■ To do
Express every entry below as a two-column CSV with the headers input and output, giving one row per entry. Put the entry's text and its answer each in one quoted field, with line breaks replaced by spaces.

* BEGIN Stored data *

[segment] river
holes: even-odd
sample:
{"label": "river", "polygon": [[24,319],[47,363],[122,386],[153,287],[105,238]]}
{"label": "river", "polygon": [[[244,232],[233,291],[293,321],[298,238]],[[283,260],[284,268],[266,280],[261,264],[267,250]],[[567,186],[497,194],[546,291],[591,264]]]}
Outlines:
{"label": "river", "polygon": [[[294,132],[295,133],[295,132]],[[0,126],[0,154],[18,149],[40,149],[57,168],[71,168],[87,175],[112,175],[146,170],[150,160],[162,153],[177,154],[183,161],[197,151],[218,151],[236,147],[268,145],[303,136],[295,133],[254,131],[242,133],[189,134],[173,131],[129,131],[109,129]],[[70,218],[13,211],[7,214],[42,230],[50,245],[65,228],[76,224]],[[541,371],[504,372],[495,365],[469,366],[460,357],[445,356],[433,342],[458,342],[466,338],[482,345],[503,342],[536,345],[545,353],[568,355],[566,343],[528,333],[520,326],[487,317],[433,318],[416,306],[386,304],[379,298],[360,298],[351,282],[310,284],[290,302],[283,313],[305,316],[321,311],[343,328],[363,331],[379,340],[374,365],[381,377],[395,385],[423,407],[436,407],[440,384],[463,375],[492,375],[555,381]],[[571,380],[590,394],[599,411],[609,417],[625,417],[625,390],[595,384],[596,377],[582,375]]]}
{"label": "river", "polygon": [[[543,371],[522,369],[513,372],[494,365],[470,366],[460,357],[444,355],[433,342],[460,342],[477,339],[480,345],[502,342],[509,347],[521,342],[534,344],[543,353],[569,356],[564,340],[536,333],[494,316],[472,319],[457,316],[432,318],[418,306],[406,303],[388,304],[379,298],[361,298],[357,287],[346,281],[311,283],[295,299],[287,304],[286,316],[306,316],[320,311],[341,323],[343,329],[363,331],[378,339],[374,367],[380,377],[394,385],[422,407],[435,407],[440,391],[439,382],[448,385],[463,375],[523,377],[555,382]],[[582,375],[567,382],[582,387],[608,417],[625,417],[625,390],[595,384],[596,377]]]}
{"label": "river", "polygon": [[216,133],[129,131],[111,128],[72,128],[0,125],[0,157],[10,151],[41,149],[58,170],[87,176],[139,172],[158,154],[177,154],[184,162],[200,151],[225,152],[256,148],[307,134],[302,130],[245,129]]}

* END Stored data *

■ Response to the task
input,output
"[segment] river holes: even-odd sample: {""label"": ""river"", ""polygon"": [[24,319],[47,363],[122,386],[153,287],[105,238]]} {""label"": ""river"", ""polygon"": [[[244,232],[233,291],[293,321],[298,238]],[[283,260],[284,268],[266,280],[261,264],[267,250]],[[567,186],[497,194],[546,291],[591,264]]]} Outlines:","{""label"": ""river"", ""polygon"": [[[294,132],[295,133],[295,132]],[[0,126],[0,154],[18,149],[40,149],[57,168],[71,168],[87,175],[112,175],[146,170],[150,160],[162,153],[177,154],[183,161],[197,151],[218,151],[236,147],[268,145],[303,136],[295,133],[254,131],[242,133],[189,134],[173,131],[129,131],[109,129]],[[70,218],[13,211],[7,214],[42,230],[50,245],[65,228],[76,224]],[[541,371],[504,372],[495,365],[469,366],[460,357],[445,356],[433,342],[458,342],[466,338],[482,345],[503,342],[536,345],[545,353],[568,355],[566,343],[528,333],[520,326],[487,317],[433,318],[416,306],[386,304],[379,298],[360,298],[351,282],[310,284],[290,302],[283,313],[305,316],[321,311],[343,328],[363,331],[379,340],[374,365],[381,377],[395,385],[423,407],[436,407],[440,384],[463,375],[492,375],[555,381]],[[571,380],[590,394],[599,411],[609,417],[625,417],[625,390],[595,384],[596,377],[582,375]]]} {""label"": ""river"", ""polygon"": [[[543,371],[522,369],[513,372],[494,365],[470,366],[460,357],[444,355],[433,342],[460,342],[477,339],[480,345],[502,342],[509,347],[521,342],[534,344],[543,353],[569,356],[564,340],[536,333],[494,316],[472,319],[457,316],[432,318],[418,306],[406,303],[388,304],[379,298],[361,298],[357,287],[346,281],[311,283],[295,299],[287,304],[286,316],[306,316],[320,311],[341,323],[343,329],[363,331],[378,339],[374,367],[380,377],[394,385],[422,407],[435,407],[440,391],[439,382],[448,385],[463,375],[523,377],[555,382]],[[582,375],[567,382],[582,387],[608,417],[625,417],[625,390],[595,384],[596,377]]]} {""label"": ""river"", ""polygon"": [[216,133],[129,131],[111,128],[72,128],[0,125],[0,157],[10,151],[41,149],[58,170],[87,176],[139,172],[158,154],[177,154],[184,162],[200,151],[225,152],[256,148],[307,134],[302,130],[245,129]]}"